▶ _Goal_: Could you scale the part of the data that opens with the line containing "Mark the jet" and closes at the end of the data, both ends included? Give back only those lines, requests unchanged, with every bounding box coordinate in the answers multiplied by 1.15 and rounded to a whole number, halves rounding up.
════════
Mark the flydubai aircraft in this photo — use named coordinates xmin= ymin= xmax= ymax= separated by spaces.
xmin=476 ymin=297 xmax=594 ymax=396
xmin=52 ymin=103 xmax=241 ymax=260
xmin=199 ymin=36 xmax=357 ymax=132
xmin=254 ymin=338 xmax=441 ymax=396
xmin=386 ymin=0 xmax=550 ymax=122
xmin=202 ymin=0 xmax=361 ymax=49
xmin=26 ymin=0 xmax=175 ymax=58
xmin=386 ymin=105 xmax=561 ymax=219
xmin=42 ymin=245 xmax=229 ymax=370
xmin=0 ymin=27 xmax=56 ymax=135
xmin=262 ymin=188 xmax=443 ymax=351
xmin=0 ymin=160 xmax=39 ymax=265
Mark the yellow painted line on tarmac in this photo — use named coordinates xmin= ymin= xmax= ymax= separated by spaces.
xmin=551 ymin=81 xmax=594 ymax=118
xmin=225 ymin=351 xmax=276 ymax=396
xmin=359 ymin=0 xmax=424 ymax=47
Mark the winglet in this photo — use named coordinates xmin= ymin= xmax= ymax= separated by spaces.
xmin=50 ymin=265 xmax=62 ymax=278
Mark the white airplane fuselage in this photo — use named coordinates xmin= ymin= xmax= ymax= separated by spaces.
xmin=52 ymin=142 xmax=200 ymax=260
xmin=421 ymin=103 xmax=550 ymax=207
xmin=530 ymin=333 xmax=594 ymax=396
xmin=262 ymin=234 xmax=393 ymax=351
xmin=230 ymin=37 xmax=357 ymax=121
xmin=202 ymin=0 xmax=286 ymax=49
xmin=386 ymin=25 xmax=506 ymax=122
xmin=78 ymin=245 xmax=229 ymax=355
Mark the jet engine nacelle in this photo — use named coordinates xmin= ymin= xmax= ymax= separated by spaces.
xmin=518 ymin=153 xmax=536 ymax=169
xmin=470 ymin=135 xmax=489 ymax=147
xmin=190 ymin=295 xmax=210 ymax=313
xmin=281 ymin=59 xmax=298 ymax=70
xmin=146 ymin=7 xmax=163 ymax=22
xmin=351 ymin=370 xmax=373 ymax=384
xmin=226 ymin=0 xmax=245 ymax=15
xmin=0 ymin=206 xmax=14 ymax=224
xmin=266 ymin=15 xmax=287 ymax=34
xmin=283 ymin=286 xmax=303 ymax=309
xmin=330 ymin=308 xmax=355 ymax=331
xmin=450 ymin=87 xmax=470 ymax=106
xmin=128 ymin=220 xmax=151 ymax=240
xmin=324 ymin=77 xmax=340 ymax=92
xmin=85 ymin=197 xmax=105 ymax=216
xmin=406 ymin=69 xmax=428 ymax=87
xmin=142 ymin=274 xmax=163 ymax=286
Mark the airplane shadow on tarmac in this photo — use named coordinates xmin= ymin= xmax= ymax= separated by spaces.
════════
▶ _Output for this exercise_:
Mark the jet engine nacelle in this photo — use named coordinates xmin= ymin= xmax= ymax= separated by spaces.
xmin=596 ymin=176 xmax=616 ymax=194
xmin=541 ymin=155 xmax=562 ymax=169
xmin=219 ymin=339 xmax=242 ymax=360
xmin=323 ymin=68 xmax=343 ymax=81
xmin=168 ymin=8 xmax=187 ymax=25
xmin=404 ymin=426 xmax=429 ymax=442
xmin=260 ymin=0 xmax=282 ymax=17
xmin=0 ymin=237 xmax=16 ymax=258
xmin=306 ymin=17 xmax=330 ymax=39
xmin=325 ymin=329 xmax=348 ymax=355
xmin=380 ymin=354 xmax=408 ymax=381
xmin=518 ymin=100 xmax=541 ymax=122
xmin=147 ymin=253 xmax=174 ymax=276
xmin=373 ymin=89 xmax=391 ymax=106
xmin=98 ymin=227 xmax=121 ymax=248
xmin=467 ymin=79 xmax=492 ymax=100
xmin=163 ymin=315 xmax=187 ymax=329
Mark the airplane shadow on tarmac in this photo — use named coordinates xmin= ymin= xmax= ymax= separated by spaces.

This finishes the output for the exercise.